Copy the rows below verbatim, beginning with the line that contains "Species-survey task: indicate the dried plant" and ending after the line that contains "Target: dried seed pod".

-- Start of Data supplied --

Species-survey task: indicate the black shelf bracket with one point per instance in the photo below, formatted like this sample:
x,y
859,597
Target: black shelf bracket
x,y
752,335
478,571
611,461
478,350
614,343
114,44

-- End of Data supplied --
-- Start of Data supplied --

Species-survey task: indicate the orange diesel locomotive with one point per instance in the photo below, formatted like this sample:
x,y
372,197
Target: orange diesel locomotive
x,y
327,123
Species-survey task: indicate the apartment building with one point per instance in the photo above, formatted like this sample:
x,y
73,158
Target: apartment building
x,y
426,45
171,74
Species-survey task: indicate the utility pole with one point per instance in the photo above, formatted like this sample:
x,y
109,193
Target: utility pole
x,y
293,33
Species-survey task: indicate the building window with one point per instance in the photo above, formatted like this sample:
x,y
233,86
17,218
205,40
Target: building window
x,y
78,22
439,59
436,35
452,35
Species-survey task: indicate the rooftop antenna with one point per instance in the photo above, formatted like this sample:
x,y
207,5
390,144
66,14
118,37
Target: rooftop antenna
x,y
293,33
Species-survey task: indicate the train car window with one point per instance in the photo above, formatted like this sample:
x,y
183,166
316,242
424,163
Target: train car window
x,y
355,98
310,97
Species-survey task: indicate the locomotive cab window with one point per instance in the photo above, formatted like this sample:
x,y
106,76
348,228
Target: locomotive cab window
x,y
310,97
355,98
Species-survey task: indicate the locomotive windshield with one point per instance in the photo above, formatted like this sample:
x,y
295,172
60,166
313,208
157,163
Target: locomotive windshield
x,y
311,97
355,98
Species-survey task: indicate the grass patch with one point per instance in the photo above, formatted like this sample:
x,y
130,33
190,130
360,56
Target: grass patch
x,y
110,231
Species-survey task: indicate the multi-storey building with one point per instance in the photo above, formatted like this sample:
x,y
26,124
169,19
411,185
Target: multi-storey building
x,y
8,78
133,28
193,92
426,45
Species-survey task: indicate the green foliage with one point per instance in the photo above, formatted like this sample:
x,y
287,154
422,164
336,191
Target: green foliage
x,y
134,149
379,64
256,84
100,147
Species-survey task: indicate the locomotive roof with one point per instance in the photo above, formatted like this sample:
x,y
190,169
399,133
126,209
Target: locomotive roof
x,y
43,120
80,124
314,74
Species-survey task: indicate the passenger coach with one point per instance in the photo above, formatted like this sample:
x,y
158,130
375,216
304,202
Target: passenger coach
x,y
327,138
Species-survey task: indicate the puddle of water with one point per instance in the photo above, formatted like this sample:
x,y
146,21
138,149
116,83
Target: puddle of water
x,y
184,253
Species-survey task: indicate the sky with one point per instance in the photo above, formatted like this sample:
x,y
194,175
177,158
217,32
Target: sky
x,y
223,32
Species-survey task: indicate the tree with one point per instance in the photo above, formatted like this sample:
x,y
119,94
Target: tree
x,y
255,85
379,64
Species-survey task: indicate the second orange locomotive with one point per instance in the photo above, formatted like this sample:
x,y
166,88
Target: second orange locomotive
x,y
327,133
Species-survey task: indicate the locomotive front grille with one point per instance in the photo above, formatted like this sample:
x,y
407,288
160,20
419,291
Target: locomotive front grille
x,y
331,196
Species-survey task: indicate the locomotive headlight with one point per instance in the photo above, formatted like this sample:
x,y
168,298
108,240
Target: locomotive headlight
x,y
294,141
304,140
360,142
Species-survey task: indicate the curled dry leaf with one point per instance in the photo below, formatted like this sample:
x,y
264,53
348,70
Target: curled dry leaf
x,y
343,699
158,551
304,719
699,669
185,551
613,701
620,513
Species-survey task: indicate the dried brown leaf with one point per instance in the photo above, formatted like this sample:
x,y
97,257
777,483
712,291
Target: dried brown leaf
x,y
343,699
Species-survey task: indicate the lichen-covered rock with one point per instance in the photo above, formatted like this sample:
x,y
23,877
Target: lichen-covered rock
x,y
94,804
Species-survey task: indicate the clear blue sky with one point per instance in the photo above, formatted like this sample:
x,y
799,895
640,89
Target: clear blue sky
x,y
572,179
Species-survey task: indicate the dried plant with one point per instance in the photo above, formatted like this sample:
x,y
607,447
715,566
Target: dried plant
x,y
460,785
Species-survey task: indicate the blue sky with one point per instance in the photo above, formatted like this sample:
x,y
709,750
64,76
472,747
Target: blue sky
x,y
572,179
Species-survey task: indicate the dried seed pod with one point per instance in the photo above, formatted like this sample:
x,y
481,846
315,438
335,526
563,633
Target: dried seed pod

-- End of Data supplied --

Answer for this exercise:
Species-survey task: indicate the dried plant with one point per instance in the photo above, formatted like this sample:
x,y
607,447
715,566
Target: dried plant
x,y
460,785
Species-survey task: indicate the blue sky with one point per instance in the photo above, formatted like this sample:
x,y
709,750
64,76
472,747
Target: blue sky
x,y
572,179
Species-survey task: indicate the dried seed pod with one point per instance in the photo above, formatted like this sample:
x,y
481,846
315,438
335,526
563,633
Target: dried seed pod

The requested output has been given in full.